**Task instructions**:
Look for the line containing "Where can the rocky" and the line containing "Where can the riverbed" in the entries below. Copy those two and all lines between them exactly, leaving out pictures.

**Records contained in a dataset**:
━━━━━━

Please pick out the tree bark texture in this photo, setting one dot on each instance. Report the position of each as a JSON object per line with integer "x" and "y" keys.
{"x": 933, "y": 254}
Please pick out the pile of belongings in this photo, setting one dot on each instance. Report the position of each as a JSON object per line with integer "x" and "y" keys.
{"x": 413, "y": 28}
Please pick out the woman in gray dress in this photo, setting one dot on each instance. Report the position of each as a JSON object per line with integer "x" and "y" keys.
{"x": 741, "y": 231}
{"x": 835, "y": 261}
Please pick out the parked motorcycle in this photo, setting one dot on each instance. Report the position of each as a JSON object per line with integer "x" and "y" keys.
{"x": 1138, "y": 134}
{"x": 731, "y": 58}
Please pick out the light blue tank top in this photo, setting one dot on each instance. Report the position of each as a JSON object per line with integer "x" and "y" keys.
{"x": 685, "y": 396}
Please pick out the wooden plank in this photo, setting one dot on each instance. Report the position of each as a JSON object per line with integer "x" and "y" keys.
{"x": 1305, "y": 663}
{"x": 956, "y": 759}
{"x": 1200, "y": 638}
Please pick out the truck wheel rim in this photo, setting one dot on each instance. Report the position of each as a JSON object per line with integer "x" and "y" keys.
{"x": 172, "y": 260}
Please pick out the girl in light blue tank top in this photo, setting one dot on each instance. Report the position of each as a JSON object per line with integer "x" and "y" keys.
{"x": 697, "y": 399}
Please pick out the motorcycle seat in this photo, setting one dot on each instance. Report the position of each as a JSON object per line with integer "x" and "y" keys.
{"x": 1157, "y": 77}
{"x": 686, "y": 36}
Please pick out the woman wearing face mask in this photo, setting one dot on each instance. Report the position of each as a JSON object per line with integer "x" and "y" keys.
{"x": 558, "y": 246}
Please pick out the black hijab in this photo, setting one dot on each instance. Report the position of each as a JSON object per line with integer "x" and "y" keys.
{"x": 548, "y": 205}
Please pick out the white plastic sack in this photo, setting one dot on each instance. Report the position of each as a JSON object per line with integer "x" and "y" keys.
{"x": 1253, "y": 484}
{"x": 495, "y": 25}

━━━━━━

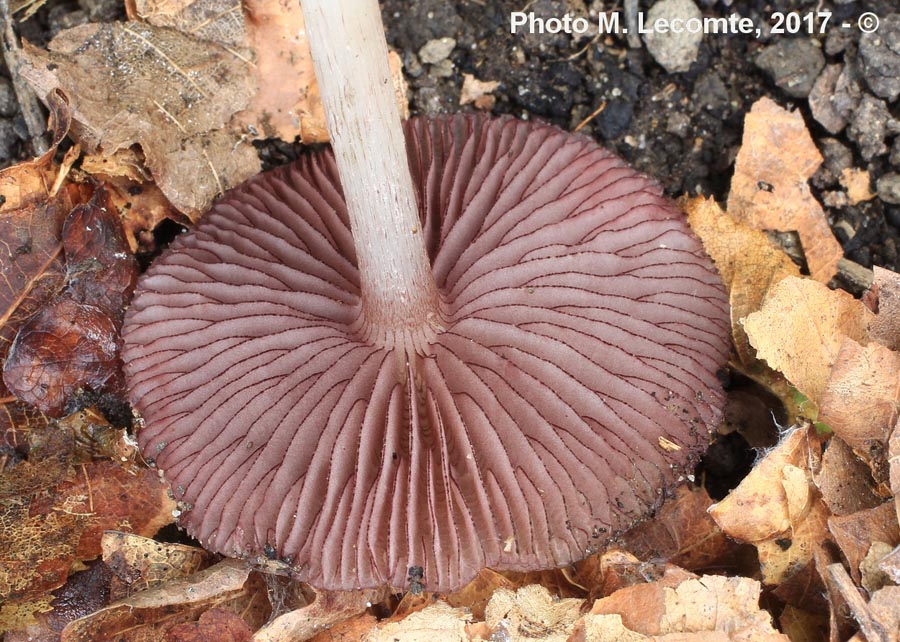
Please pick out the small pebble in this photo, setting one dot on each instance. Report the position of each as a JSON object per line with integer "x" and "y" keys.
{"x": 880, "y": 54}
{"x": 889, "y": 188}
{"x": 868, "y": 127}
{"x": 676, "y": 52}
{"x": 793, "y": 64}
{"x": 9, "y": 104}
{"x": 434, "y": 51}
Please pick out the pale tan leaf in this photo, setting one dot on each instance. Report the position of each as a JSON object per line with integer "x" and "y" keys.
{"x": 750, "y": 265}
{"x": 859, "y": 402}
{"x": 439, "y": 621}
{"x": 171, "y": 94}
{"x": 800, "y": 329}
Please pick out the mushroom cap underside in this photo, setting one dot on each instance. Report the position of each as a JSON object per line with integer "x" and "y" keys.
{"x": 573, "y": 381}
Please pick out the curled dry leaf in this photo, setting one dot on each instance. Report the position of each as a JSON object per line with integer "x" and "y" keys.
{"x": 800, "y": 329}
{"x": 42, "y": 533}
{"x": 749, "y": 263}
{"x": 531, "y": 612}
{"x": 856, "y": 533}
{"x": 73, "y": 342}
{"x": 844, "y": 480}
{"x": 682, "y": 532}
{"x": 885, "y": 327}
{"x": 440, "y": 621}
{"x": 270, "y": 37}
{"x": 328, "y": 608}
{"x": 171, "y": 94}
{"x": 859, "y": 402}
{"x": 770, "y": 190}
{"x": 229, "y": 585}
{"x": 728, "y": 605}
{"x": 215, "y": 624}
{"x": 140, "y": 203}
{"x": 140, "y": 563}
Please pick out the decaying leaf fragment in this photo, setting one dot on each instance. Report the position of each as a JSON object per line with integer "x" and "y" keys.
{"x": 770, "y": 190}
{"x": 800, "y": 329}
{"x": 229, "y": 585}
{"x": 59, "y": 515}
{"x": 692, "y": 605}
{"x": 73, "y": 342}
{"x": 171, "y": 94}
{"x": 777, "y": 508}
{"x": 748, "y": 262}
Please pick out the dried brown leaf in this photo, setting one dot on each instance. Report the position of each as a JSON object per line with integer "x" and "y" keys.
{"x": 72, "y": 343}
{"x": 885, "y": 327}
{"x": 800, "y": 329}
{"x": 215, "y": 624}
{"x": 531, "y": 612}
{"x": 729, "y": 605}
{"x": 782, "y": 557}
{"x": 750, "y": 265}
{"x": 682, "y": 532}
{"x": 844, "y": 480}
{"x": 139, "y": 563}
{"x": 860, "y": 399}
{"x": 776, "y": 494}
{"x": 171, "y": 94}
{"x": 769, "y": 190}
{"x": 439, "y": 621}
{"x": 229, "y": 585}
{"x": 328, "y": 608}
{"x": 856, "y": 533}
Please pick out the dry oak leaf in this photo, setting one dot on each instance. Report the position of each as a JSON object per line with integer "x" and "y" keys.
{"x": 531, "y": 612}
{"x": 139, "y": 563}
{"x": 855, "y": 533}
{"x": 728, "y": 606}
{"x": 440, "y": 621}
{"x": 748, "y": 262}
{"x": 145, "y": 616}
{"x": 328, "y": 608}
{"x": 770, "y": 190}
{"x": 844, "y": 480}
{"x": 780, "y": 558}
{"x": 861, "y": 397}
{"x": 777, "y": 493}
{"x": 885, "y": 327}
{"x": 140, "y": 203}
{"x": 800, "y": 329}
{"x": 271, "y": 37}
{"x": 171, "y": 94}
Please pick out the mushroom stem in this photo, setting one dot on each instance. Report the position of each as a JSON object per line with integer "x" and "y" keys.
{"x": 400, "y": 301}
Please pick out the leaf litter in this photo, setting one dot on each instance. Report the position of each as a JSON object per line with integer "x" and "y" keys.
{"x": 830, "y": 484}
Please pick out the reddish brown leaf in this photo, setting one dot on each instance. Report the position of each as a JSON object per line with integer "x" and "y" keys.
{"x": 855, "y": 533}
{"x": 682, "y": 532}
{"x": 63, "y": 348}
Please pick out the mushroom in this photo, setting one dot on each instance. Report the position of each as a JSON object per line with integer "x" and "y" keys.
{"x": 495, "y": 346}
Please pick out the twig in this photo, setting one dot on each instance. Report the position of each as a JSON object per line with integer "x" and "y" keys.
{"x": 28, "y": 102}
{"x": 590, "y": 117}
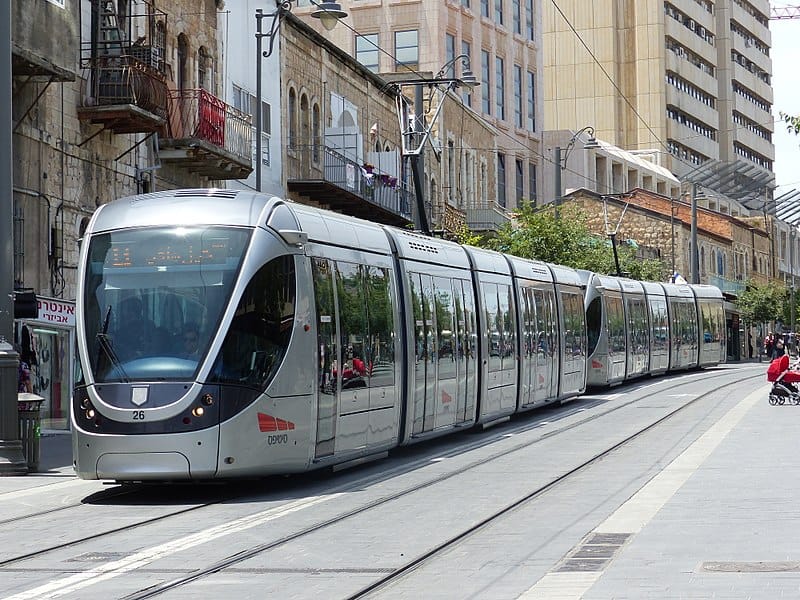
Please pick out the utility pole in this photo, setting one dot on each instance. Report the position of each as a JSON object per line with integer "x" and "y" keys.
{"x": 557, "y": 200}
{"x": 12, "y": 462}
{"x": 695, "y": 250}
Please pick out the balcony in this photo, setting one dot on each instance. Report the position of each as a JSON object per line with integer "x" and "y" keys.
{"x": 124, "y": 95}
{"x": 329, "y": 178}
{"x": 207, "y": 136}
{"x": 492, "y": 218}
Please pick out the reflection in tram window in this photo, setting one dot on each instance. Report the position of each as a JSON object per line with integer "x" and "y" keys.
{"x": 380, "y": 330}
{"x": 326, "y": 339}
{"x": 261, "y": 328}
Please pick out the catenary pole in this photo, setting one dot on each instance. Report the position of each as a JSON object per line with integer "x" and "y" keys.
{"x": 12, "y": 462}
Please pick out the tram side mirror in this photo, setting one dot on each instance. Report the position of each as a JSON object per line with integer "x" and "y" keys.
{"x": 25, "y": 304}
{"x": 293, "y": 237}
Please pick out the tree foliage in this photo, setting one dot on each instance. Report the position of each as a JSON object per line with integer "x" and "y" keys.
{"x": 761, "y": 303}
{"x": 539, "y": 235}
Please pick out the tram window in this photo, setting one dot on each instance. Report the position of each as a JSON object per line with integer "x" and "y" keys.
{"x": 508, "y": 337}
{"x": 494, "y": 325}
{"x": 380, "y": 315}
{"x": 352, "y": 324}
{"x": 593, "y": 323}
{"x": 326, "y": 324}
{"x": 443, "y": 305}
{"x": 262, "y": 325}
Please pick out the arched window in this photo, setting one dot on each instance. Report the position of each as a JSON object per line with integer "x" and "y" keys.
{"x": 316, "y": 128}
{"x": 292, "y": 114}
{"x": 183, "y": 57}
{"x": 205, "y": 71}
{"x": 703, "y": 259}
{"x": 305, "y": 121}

━━━━━━

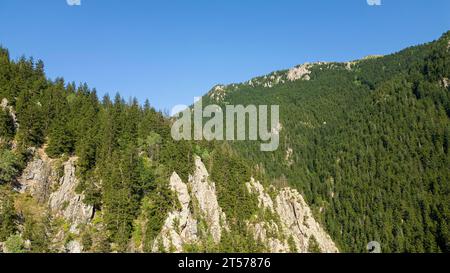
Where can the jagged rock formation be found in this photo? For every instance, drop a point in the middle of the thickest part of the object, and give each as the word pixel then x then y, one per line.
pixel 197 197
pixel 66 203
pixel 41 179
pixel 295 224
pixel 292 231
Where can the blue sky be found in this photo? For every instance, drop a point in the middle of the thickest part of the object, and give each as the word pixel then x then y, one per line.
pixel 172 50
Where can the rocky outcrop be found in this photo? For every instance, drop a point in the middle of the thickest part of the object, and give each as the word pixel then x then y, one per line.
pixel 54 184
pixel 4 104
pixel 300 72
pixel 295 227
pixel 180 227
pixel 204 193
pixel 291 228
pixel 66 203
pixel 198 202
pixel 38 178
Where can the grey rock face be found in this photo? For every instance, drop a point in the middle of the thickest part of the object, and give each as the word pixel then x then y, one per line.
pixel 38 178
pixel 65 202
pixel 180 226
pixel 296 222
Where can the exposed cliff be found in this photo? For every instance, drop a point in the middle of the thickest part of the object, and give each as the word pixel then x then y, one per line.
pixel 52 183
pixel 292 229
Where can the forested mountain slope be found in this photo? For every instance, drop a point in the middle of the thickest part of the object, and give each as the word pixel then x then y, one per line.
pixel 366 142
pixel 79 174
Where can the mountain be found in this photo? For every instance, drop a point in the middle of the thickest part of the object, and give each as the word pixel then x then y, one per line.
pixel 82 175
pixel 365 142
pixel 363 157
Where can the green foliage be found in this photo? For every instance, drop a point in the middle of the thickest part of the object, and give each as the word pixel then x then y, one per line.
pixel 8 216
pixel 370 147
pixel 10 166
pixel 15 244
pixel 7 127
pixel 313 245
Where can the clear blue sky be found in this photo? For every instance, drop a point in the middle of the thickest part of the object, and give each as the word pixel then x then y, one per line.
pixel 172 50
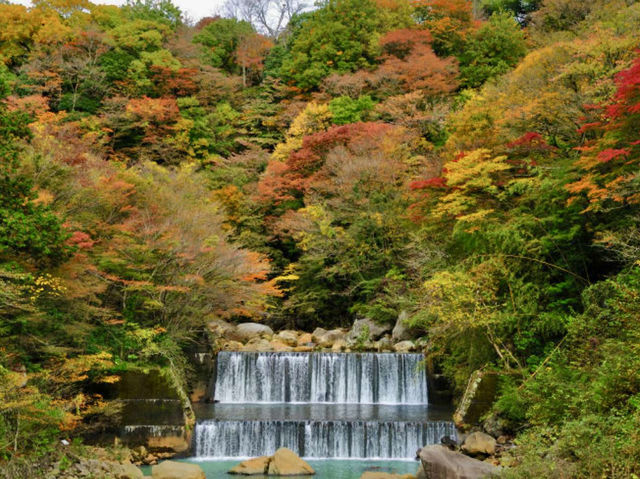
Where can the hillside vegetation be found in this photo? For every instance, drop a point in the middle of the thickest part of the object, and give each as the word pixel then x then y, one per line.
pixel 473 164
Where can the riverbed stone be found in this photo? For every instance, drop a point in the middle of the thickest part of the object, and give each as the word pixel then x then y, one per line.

━━━━━━

**Finished task**:
Where can the rocky outcrop be found in this photo? For every instance, drop a point in the middle of the thickest part of the object, and give each as the word pixel then x then y, one per line.
pixel 54 184
pixel 4 104
pixel 300 72
pixel 295 227
pixel 180 227
pixel 204 193
pixel 291 228
pixel 66 203
pixel 198 202
pixel 38 178
Where can the grey rock face be found in this photo? For every instance, drop a point in the middle of the thickest part of the object, and give each as the word pixel then x then y, one per line.
pixel 38 178
pixel 65 202
pixel 180 226
pixel 296 222
Where can the exposed cliff be found in this photo? For every instance, drop a point in the middle of the thickest part of the object, and give each as the word pixel then x then y, one per line.
pixel 52 183
pixel 292 229
Where can the forested mountain slope be found in this photo? For every instance, drop a point in the middle of the thickest part of the object, and give each as the word pixel then x then y, one per line.
pixel 366 142
pixel 79 174
Where can the mountain be found in this photo? For every instance, drop a point in the middle of the thickest part of the object, and give each as the word pixel then x then y, one per line.
pixel 82 175
pixel 365 142
pixel 363 157
Where can the green foliage be found in this photo? For every instance, drop a point in the middle of the thickest part of the object, and give each as the word pixel then x then y, one per line.
pixel 8 216
pixel 370 147
pixel 10 166
pixel 15 244
pixel 7 127
pixel 313 245
Where can the clear blue sky be found in this photo? For every instance, drop a point in the middle of the thickest part of the object, and give each as the word pixel then x then y, one per line.
pixel 172 50
Where can the hillside vegetation be found in this photo? For every instance, drop a point in the middle of the thickest part of the object, and give each as the word pixel then x then y, one per line.
pixel 473 164
Where can the riverbed stone be found in this photo? For every instance, drop a point in the middle of the thickest part of the object, and give each as the word pixel then x then y, one per line.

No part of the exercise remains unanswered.